■ Your assignment: Every line from the one containing "One marker serves each instance of the woman's arm." through the last line below should be reproduced exactly; please include nothing else.

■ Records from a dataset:
┌──
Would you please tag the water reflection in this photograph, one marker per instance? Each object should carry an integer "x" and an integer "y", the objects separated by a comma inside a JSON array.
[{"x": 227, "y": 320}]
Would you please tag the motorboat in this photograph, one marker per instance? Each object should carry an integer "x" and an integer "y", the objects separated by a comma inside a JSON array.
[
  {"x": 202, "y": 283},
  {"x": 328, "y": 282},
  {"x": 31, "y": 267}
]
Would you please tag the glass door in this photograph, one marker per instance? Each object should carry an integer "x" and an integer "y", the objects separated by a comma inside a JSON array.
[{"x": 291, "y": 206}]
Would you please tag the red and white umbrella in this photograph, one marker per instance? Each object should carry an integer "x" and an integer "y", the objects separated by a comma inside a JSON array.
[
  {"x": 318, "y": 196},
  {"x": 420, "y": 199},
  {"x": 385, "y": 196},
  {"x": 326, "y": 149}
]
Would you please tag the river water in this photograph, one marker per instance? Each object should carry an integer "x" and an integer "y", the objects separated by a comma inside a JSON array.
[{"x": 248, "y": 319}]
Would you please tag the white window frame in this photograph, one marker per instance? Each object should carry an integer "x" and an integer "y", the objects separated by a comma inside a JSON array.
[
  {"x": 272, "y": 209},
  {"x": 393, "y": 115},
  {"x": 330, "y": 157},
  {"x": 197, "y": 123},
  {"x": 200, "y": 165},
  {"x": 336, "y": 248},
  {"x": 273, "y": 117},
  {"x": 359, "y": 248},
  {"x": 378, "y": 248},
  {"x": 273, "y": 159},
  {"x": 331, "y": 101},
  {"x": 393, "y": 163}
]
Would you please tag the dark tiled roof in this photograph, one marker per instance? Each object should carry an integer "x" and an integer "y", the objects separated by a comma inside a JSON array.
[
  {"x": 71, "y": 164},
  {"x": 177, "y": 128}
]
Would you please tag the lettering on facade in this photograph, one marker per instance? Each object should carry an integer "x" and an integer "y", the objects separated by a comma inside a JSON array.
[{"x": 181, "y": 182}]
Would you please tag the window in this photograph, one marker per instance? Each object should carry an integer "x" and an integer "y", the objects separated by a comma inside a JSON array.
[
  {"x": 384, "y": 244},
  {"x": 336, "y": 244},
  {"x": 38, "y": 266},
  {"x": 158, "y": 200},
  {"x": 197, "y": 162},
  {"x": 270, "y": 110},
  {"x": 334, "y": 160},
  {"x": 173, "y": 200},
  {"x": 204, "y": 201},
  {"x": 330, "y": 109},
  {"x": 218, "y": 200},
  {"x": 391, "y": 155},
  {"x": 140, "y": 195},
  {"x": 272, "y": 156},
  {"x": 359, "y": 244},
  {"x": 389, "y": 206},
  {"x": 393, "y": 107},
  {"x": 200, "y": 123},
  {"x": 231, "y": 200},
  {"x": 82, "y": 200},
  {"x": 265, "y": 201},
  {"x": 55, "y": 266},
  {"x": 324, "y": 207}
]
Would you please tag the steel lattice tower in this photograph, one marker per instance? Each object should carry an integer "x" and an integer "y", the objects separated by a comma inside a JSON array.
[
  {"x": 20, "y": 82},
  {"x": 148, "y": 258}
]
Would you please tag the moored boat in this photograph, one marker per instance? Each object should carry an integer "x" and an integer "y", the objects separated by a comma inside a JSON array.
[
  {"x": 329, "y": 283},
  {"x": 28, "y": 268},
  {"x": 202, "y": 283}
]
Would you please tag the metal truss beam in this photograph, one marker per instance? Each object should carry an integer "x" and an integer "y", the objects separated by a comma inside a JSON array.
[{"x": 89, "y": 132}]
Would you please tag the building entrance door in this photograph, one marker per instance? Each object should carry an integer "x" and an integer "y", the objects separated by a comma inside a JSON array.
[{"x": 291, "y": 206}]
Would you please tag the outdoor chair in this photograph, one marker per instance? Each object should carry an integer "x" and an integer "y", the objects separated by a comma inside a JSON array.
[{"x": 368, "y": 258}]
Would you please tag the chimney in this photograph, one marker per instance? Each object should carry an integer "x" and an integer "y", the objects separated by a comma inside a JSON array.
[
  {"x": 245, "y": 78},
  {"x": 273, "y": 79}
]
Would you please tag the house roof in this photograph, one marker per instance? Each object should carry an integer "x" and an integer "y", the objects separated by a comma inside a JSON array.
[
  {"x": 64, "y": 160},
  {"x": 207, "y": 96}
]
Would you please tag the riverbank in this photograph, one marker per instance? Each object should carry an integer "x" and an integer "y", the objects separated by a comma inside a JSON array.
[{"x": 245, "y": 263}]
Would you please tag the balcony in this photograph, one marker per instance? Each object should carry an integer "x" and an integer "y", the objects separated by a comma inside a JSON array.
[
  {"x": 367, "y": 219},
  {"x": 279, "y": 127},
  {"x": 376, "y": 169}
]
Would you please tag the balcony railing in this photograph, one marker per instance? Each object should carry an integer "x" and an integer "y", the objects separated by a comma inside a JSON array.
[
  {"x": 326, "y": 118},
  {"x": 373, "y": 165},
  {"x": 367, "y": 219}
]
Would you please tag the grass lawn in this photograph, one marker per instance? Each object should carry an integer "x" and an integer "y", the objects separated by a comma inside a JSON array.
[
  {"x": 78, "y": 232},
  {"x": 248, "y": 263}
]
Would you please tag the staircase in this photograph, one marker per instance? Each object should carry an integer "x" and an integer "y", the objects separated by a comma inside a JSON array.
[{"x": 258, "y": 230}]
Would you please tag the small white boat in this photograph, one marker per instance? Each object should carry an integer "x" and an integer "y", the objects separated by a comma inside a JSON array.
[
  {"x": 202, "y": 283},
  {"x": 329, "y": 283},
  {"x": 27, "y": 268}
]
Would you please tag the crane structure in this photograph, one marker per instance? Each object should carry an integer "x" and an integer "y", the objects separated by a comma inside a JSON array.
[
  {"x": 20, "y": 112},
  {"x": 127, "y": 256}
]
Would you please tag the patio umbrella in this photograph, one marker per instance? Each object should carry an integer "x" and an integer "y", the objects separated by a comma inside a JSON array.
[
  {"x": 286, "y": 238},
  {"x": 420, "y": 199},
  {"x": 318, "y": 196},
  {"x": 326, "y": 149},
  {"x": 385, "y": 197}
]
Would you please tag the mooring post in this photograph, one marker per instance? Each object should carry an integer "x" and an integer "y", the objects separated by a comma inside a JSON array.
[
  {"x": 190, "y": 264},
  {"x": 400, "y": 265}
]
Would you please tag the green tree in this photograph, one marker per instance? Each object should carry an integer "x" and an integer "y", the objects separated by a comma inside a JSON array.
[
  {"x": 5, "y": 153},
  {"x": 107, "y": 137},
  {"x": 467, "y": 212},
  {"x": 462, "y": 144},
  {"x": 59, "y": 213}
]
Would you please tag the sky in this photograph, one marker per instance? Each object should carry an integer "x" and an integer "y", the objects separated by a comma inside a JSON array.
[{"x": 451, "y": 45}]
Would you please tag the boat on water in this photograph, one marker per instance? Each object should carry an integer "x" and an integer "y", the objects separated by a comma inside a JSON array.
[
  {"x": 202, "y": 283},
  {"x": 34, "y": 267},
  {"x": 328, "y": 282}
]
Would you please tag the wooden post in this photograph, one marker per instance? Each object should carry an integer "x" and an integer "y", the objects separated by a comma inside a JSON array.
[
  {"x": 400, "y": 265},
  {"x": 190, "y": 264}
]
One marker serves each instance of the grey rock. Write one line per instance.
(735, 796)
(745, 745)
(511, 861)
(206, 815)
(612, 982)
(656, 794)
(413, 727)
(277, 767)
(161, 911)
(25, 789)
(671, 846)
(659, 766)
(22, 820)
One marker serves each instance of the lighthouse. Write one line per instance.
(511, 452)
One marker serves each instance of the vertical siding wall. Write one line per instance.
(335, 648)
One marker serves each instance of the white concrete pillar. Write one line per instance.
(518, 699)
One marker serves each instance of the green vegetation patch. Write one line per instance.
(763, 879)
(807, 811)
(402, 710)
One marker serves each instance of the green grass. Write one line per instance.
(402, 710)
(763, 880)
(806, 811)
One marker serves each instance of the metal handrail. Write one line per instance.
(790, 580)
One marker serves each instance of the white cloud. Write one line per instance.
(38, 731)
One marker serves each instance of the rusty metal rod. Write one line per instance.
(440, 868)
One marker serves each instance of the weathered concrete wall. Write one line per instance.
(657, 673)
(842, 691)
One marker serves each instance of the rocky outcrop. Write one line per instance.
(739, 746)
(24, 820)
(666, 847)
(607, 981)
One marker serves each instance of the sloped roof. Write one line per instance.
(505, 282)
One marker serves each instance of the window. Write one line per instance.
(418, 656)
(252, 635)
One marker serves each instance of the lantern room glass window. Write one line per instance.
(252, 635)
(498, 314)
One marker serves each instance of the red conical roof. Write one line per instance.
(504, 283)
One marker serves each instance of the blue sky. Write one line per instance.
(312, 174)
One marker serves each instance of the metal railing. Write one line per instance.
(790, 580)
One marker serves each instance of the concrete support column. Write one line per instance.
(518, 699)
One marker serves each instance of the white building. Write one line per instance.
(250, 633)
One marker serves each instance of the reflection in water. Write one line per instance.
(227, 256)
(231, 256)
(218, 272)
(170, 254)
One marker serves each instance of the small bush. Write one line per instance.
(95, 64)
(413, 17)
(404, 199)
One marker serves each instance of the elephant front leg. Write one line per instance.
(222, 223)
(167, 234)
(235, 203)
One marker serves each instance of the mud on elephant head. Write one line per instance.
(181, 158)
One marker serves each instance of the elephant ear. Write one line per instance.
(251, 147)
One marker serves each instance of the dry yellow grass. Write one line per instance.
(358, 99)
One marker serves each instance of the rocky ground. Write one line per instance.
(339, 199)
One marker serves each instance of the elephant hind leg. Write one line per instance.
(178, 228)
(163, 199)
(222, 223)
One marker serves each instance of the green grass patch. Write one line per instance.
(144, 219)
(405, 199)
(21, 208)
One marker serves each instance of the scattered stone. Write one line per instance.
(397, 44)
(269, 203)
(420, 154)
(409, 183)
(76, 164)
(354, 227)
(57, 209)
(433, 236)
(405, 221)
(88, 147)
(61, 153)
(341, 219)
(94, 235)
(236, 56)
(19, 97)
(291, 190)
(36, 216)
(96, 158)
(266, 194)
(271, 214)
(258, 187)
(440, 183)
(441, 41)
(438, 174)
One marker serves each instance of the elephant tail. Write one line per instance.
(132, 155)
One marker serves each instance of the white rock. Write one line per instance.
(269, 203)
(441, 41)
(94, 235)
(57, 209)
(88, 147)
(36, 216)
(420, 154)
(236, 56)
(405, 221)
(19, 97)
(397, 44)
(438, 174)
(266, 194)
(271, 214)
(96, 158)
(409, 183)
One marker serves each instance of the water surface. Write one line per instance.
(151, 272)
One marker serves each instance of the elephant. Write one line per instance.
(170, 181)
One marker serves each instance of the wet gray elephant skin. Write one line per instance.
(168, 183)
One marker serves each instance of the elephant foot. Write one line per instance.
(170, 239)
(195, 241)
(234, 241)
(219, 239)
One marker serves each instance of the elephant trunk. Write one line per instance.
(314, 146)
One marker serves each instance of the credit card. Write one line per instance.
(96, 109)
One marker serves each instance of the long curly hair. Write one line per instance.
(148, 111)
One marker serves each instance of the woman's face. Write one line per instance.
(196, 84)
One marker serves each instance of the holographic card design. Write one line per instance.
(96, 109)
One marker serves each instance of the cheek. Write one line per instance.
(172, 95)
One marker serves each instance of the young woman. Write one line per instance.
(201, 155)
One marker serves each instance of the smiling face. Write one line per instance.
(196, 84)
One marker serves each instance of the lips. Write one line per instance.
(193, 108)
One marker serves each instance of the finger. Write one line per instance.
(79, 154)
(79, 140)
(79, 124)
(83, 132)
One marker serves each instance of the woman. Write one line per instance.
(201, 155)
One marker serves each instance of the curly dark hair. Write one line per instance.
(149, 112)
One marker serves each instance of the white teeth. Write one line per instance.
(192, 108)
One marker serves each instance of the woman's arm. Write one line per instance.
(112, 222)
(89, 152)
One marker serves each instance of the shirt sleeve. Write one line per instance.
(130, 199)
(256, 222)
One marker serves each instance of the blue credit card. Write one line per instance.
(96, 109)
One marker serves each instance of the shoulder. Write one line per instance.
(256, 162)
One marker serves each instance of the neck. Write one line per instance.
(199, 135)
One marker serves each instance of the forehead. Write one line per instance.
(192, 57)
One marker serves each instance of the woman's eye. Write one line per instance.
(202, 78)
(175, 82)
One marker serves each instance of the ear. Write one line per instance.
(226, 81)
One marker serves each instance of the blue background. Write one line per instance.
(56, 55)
└──
■ Output:
One marker serves each instance of the woman's arm. Write one line per instance.
(112, 222)
(89, 152)
One marker serves each instance of the shirt sleeve. Write one line per instance.
(130, 199)
(256, 222)
One marker serves each instance of the blue credit card. Write one line per instance.
(96, 109)
One marker serves each instance of the shoulder. Write one line per instance.
(256, 162)
One marker serves each instance of the neck. Write one line per instance.
(199, 135)
One marker serves each instance of the forehead. Write one line per instance.
(192, 57)
One marker serves each instance of the woman's eye. Write one line per instance.
(202, 78)
(175, 82)
One marker serves each instance of the ear. Write one line per instance.
(226, 81)
One marker serves each instance of the blue background. Write one line per instance.
(56, 55)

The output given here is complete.